Each line of the data below that carries the word "instance" needs to be copied.

Records »
════════
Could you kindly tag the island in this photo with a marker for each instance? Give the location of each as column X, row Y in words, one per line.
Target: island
════════
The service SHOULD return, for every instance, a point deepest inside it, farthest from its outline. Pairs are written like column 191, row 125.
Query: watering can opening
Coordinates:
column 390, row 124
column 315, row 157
════════
Exercise response »
Could you kindly tag the island in this photo with a marker for each instance? Give the location of each as column X, row Y in words, one per line.
The service SHOULD return, for every instance, a point deepest inside it, farthest from its outline. Pairs are written like column 191, row 125.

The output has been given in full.